(STUDY TEXT):
((

October 11, 2007 by · 7 Comments
Filed under: Tales from the dojo 

Class tonight was very cool.  We worked on bo basics for a while.  It’s always good to revisit basics every once in a while. I seem to always learn something new and am able to take something away to add to my kata.  After going over basics, I spent part of the first class working with a green belt on Shihonuke.  I noticed a couple little things he could do to improve his kata (like trying to keep his bo more level), told him, and he immediately put them in there.  It’s amazing how kids just get it.  It’s so much easier to learn when you’re younger.  Yet another reason I wish I would have started this karate business a long time ago.

During the advanced class, we worked on three bo kata’s: Shihonuke, Chounokun and Suiyoshi Nokun Ichi.  I already have welts on the forearms and will definitely have more bruising tomorrow.  The bo for me is like a makiwara.  Skinny arms are just not cool when it comes to weapons.

After bo, we worked on Odo No Tunfa Ichi.  I was called up to lead the kata and "count it out."  When you go to test for Shodan, the panel of Renshi kai sits in front of you.  They take turns either counting in English, Japanese, or just doing a short kiai so that everyone stays together.  I was ALWAYS worried about this since everyone counts a little bit differently.  I found out tonight that it is not easy to count (kiai) and do the kata at the same time.  Although I made it through the whole thing with only a small mistake at the end, I found I had to use a lot of brain power to make it happen.  Yet another thing I need to practice-the list, it continues to grow. 

With tunfa, I have always felt that I was at a bit of a disadvantage because when flipping the tunfa back, I could never make them stop right beside my forearms.  Guys seem to have some extra meat there and the tunfa always rests so nicely.  Since I don’t have that, I have to compensate by using major control to stop that weapon from continuing its arc.  It can get very annoying and difficult to do.

))

(DATASET CONTENT):
((

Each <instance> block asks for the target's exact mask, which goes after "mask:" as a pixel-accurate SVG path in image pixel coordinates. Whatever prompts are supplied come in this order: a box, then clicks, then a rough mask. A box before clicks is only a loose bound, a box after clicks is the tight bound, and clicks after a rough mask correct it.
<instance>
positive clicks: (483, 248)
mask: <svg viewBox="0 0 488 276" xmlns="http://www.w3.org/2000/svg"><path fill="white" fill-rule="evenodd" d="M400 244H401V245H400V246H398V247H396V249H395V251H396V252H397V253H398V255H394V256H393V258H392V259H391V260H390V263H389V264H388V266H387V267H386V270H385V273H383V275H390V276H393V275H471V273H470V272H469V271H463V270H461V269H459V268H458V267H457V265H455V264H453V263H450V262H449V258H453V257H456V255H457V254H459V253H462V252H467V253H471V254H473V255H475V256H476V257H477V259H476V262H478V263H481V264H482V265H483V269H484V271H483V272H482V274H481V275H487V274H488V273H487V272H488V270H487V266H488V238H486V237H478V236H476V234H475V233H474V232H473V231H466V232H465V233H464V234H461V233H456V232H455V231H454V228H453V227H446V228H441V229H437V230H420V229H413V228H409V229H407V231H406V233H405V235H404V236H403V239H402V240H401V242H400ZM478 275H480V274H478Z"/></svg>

))

(TASK DESCRIPTION): Reproduce word for word the stretch of the dojo post from "After bo, we" through "continues to grow.".

(COMPLETED TASK):
After bo, we worked on Odo No Tunfa Ichi.  I was called up to lead the kata and "count it out."  When you go to test for Shodan, the panel of Renshi kai sits in front of you.  They take turns either counting in English, Japanese, or just doing a short kiai so that everyone stays together.  I was ALWAYS worried about this since everyone counts a little bit differently.  I found out tonight that it is not easy to count (kiai) and do the kata at the same time.  Although I made it through the whole thing with only a small mistake at the end, I found I had to use a lot of brain power to make it happen.  Yet another thing I need to practice-the list, it continues to grow.